短い課題
公的年金の課税と扶養親族の判定を扱った提示文を、一字一句変えずに全文書き写すこと。

提示文
++++++

公的年金には大きく3つの種類があります。

老齢年金・障害年金・遺族年金です。

このうち、公的年金を受け取ったときに所得に影響があるのは老齢年金だけです。

老齢年金は所得税や住民税が課税されます。

障害年金や遺族年金は所得税では非課税です。

そのため、扶養親族にあたるかどうかを判定するときには非課税となる所得は含めないことになっています。

したがって、扶養控除等申告書の所得の見積額には障害年金や遺族年金は含めませんので注意が必要です。

遺族年金を受け取った親は扶養親族になるか?

では、ひとつ事例を見てみたいと思います。

従業員から提出された扶養控除等申告書を確認していたら母親の所得の見積額が160万円と書かれてありました。

所得48万円を大幅に超えていたこともあり内容を確認することになりました。

++++++

データ抜粋
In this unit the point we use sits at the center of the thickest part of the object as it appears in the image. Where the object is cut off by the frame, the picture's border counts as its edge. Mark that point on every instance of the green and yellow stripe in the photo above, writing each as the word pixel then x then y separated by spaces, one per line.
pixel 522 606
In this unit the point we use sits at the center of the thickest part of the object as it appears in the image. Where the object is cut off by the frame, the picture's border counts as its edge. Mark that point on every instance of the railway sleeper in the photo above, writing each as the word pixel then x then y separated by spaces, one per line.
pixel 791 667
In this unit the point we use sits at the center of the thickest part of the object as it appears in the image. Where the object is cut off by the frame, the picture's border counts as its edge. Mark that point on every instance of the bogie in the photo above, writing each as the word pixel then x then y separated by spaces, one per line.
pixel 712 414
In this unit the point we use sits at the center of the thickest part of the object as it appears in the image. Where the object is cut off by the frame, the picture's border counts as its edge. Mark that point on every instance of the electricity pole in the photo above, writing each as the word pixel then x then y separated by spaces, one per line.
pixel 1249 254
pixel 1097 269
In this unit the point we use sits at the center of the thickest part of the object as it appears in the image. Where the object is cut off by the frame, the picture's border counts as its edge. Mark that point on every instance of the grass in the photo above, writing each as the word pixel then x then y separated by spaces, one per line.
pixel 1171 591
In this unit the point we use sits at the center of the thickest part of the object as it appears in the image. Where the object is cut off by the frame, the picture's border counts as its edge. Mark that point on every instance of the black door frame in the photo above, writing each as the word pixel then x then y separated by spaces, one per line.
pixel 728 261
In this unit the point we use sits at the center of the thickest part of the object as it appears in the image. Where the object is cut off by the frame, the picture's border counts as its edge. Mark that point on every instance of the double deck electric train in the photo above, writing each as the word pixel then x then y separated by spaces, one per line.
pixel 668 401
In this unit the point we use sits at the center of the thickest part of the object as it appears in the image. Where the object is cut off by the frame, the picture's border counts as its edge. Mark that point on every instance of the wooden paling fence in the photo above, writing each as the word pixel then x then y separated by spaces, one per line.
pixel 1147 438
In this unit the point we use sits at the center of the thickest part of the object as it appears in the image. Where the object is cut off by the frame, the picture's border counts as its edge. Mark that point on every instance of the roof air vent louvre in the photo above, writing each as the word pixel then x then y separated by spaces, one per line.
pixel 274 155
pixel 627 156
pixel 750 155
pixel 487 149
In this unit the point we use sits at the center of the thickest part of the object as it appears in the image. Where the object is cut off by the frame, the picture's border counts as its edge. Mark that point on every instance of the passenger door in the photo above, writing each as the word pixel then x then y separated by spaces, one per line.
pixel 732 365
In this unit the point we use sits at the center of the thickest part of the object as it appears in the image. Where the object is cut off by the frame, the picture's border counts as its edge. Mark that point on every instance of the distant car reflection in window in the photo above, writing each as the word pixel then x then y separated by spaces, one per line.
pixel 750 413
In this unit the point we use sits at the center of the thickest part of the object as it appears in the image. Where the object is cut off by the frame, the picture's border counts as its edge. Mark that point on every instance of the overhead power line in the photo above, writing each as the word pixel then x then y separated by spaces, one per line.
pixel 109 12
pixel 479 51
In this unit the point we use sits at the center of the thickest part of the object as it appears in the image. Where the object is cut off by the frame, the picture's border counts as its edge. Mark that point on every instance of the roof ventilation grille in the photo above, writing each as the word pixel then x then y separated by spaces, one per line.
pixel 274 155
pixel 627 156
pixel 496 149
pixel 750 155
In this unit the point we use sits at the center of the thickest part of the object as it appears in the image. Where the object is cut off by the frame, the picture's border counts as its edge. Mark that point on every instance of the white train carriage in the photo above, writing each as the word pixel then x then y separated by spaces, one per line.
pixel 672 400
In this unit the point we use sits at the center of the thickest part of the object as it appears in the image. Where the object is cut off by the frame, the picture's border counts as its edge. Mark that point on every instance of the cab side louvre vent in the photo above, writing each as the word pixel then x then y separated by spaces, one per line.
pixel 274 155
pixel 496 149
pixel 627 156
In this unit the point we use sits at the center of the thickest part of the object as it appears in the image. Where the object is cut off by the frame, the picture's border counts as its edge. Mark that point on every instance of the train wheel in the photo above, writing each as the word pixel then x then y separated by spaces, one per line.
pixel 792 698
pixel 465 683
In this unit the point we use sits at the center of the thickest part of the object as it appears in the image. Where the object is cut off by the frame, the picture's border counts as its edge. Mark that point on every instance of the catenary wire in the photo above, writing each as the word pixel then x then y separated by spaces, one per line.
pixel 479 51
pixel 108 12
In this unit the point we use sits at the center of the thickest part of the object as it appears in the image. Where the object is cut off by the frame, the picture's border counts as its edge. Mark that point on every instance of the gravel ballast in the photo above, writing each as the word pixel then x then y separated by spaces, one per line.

++++++

解答例
公的年金には大きく3つの種類があります。

老齢年金・障害年金・遺族年金です。

このうち、公的年金を受け取ったときに所得に影響があるのは老齢年金だけです。

老齢年金は所得税や住民税が課税されます。

障害年金や遺族年金は所得税では非課税です。

そのため、扶養親族にあたるかどうかを判定するときには非課税となる所得は含めないことになっています。

したがって、扶養控除等申告書の所得の見積額には障害年金や遺族年金は含めませんので注意が必要です。

遺族年金を受け取った親は扶養親族になるか?

では、ひとつ事例を見てみたいと思います。

従業員から提出された扶養控除等申告書を確認していたら母親の所得の見積額が160万円と書かれてありました。

所得48万円を大幅に超えていたこともあり内容を確認することになりました。